WHAT YOU ARE ASKED TO DO: Copy out all of the data that follows, exactly as it appears.

DATA FOR REVIEW:
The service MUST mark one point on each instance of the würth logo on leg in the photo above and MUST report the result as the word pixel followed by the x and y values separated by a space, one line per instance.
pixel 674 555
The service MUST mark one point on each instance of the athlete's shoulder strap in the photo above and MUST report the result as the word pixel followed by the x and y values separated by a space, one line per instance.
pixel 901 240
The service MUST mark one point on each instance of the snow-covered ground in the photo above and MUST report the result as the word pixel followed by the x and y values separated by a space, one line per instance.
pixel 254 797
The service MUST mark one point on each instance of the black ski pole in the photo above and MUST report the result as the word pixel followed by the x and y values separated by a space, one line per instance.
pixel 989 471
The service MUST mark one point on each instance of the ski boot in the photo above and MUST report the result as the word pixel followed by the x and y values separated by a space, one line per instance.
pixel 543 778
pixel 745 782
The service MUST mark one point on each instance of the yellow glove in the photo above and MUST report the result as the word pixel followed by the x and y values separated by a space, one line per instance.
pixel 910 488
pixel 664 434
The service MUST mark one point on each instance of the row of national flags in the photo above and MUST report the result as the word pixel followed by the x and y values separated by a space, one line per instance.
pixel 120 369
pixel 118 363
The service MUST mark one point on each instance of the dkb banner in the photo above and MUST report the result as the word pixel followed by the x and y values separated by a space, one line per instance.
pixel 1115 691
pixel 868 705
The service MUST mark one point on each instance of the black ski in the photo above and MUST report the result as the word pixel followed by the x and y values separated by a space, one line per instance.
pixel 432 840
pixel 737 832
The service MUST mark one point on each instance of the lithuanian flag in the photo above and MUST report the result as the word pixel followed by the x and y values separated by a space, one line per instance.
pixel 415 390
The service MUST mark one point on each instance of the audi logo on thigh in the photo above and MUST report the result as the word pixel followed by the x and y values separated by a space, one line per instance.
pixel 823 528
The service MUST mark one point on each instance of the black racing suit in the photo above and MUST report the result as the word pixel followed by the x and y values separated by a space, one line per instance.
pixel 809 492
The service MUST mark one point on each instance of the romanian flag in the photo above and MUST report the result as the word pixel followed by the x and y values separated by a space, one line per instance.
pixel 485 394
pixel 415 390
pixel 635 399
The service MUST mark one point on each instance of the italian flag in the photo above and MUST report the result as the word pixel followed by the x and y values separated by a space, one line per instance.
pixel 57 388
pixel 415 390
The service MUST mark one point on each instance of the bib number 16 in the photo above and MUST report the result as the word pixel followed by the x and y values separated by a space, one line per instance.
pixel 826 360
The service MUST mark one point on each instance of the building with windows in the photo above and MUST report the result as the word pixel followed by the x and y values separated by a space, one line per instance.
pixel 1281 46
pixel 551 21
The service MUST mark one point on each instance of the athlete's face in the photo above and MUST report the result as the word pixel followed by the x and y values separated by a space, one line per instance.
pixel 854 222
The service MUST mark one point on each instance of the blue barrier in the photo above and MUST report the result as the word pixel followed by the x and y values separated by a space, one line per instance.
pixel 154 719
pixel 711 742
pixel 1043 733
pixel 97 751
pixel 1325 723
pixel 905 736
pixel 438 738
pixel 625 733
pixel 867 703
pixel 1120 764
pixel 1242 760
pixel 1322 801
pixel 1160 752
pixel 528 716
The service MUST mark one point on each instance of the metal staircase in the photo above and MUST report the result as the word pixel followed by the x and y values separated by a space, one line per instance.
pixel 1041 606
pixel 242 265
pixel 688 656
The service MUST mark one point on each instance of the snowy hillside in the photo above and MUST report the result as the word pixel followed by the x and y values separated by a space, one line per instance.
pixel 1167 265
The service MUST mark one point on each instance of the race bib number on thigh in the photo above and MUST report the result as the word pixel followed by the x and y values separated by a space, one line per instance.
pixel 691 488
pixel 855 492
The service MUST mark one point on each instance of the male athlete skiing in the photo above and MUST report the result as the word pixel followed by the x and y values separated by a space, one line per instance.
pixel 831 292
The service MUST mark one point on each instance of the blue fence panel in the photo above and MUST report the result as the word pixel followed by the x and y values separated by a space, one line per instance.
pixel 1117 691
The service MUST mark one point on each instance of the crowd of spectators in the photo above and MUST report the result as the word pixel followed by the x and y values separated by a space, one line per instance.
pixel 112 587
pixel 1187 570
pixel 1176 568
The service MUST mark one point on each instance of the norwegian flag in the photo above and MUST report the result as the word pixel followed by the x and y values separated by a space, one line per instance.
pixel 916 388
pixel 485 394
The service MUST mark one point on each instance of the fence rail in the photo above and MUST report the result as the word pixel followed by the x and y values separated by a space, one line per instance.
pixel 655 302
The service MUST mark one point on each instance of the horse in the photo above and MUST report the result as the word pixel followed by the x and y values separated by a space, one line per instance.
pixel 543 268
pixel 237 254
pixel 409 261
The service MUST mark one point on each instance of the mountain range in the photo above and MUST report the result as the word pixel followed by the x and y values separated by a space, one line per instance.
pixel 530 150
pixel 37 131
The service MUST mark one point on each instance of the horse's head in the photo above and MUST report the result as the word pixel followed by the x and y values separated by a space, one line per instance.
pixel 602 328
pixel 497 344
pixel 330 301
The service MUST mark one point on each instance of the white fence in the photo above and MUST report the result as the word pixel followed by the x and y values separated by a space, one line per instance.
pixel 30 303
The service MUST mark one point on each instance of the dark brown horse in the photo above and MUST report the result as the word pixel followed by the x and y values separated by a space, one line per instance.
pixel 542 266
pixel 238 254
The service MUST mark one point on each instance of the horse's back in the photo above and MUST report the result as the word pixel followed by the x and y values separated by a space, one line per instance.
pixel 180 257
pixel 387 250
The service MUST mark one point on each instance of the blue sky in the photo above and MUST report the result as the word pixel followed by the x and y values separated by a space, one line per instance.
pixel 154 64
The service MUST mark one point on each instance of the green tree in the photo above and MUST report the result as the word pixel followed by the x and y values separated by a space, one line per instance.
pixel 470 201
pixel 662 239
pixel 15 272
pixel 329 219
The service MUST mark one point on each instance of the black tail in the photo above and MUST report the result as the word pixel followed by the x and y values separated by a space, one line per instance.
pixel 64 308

RESPONSE AREA:
The service MUST mark one point on each instance of the würth logo on leg in the photo above and MUST report the result as the word pixel followed by the x and y values separated by a space, one line per instance.
pixel 674 555
The service MUST mark one point on each instance of the athlete's shoulder strap in the photo above and MUST report the result as the word pixel followed by the x and y values separated by a space, one line per instance.
pixel 901 240
The service MUST mark one point on each instance of the snow-covered ground in the photo above and MUST report the result as the word pixel followed by the x and y values separated by a space, one line per instance.
pixel 254 797
The service MUST mark one point on each instance of the black ski pole in the photo above and MUST report the result as the word pixel followed by the x and y values separated by a space, one line per instance.
pixel 989 471
The service MUST mark one point on each instance of the ski boot in the photo above and MUST report the result as the word pixel followed by the x and y values separated by a space, one line per instance.
pixel 543 778
pixel 745 782
The service MUST mark one point on each instance of the yellow glove in the photo above and MUST report the result as the word pixel followed by the x and y values separated by a space, one line per instance.
pixel 910 488
pixel 664 434
The service MUST mark one point on each instance of the row of national flags in the photo above and MUST report the result as the word pixel followed by the x and y values separated by a space, one line per instance.
pixel 120 369
pixel 118 363
The service MUST mark one point on each instance of the dkb banner in the photo above and MUST report the result as the word pixel followed by the x and y values separated by a space, one line per instance.
pixel 1115 691
pixel 868 705
The service MUST mark one point on each instance of the black ski in the photo above and MUST report the result as the word pixel followed by the x and y values separated by a space, one line per instance.
pixel 432 840
pixel 737 832
The service MUST mark one point on each instance of the lithuanian flag in the photo above and MUST report the result as the word pixel followed by the x and y values separated by a space, one line per instance.
pixel 415 390
The service MUST mark one point on each instance of the audi logo on thigh in the photo above and MUST report the result as the word pixel followed by the x and y values separated by a space, one line per instance.
pixel 823 528
The service MUST mark one point on each instance of the black racing suit in the photo above and MUST report the result as the word pixel followed by the x and y values separated by a space, one line per instance.
pixel 809 492
The service MUST mark one point on each instance of the romanian flag in the photo above and MUST report the result as the word pixel followed by the x and y values separated by a space, one line per instance.
pixel 485 394
pixel 415 390
pixel 635 399
The service MUST mark one point on each instance of the italian flag in the photo above and MUST report the result as the word pixel followed by the x and y values separated by a space, one line per instance.
pixel 57 388
pixel 415 390
The service MUST mark one point on each instance of the bib number 16 in the photo above and MUST report the result as the word pixel followed by the x and y values separated by a space, one line per instance.
pixel 826 360
The service MUST mark one point on each instance of the building with windows in the photo above and MUST report the result as the word pixel followed by the x and y values separated by a space, one line per instance.
pixel 1281 46
pixel 551 21
The service MUST mark one point on each instance of the athlete's face in the photo above and MUST report the result as the word pixel followed by the x and y values separated by a space, one line per instance.
pixel 854 222
The service MUST mark one point on each instance of the blue barrier in the photo above and MUST report the result as the word pixel followed by the x and y values separated by a space, one line per instance.
pixel 154 719
pixel 711 742
pixel 1043 733
pixel 97 751
pixel 1325 723
pixel 905 736
pixel 438 738
pixel 625 733
pixel 867 703
pixel 1120 764
pixel 1242 760
pixel 1322 801
pixel 1160 752
pixel 528 716
The service MUST mark one point on each instance of the metal staircase in the photo above and MUST report the result as the word pixel followed by the x and y values separated by a space, one line per instance.
pixel 1041 606
pixel 242 265
pixel 688 656
The service MUST mark one point on each instance of the snowy hillside in the photo above and MUST report the result as the word pixel followed by the x and y values separated by a space, one line per instance.
pixel 1167 265
The service MUST mark one point on each instance of the race bib number on thigh in the photo above and MUST report the result as the word pixel followed by the x and y values separated by a space, one line per instance.
pixel 691 488
pixel 855 492
The service MUST mark one point on each instance of the male athlete skiing in the photo above and MUST report the result as the word pixel followed by the x and y values separated by a space, one line per instance.
pixel 831 292
The service MUST mark one point on each instance of the blue fence panel in the photo above and MUST report the result as the word pixel followed by the x and y values separated by a space, one line per instance.
pixel 1117 691
The service MUST mark one point on each instance of the crowd of spectators in the photo above and MUST report the result as the word pixel followed by the x and y values separated by a space, one line per instance.
pixel 112 587
pixel 1187 570
pixel 1176 568
The service MUST mark one point on each instance of the norwegian flag in the photo above and MUST report the result as the word pixel followed by the x and y values separated by a space, one line per instance.
pixel 916 388
pixel 485 394
The service MUST mark one point on each instance of the fence rail in the photo above and MUST report the result as the word pixel followed by the x and y values separated by a space, one line per instance.
pixel 655 302
The service MUST mark one point on each instance of the horse in the photo above and MUST report the result as the word pixel followed by the x and y values separated by a space, one line per instance.
pixel 543 268
pixel 237 254
pixel 409 261
The service MUST mark one point on each instance of the mountain range in the photo above and MUST report the result as the word pixel followed by the x and y values separated by a space, one line per instance.
pixel 530 150
pixel 37 131
The service MUST mark one point on each instance of the horse's head in the photo above and MUST report the result as the word pixel followed by the x and y values separated by a space, one line per instance.
pixel 602 328
pixel 497 344
pixel 330 301
The service MUST mark one point on each instance of the white fence in the photo above and MUST report the result as the word pixel followed by the x and y values separated by a space, one line per instance.
pixel 30 303
The service MUST mark one point on each instance of the dark brown horse in the photo above and MUST report the result as the word pixel followed by the x and y values separated by a space, one line per instance.
pixel 542 266
pixel 238 254
The service MUST mark one point on each instance of the horse's back in the photo above and MUST report the result as the word pixel followed by the x and y values separated by a space, one line per instance.
pixel 180 257
pixel 387 250
The service MUST mark one point on each instance of the blue sky in the photo above and MUST report the result as the word pixel followed by the x and y values separated by a space, one line per instance.
pixel 154 64
The service MUST mark one point on each instance of the green tree in the photo above and MUST report the result as the word pixel followed by the x and y values separated by a space, one line per instance.
pixel 470 201
pixel 662 239
pixel 15 272
pixel 329 219
The service MUST mark one point on each instance of the black tail in the photo above and MUST report the result as the word pixel followed by the x and y values separated by a space, one line per instance.
pixel 64 308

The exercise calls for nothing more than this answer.